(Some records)
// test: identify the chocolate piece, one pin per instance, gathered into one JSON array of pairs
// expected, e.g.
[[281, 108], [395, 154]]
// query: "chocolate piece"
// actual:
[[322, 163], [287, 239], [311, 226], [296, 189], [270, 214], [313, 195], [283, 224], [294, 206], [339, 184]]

THE PROBLEM:
Format the lines above as a JSON list of strings, with one string per line and any blank lines left out.

THE COMPLETED TASK:
[
  "// test: identify the chocolate piece, one pin per instance, gathered into one JSON array of pairs",
  "// expected, e.g.",
  "[[281, 108], [395, 154]]",
  "// query: \"chocolate piece\"",
  "// actual:",
  "[[322, 163], [287, 239], [311, 226], [296, 189], [270, 214], [313, 195], [283, 224], [294, 206], [339, 184]]"
]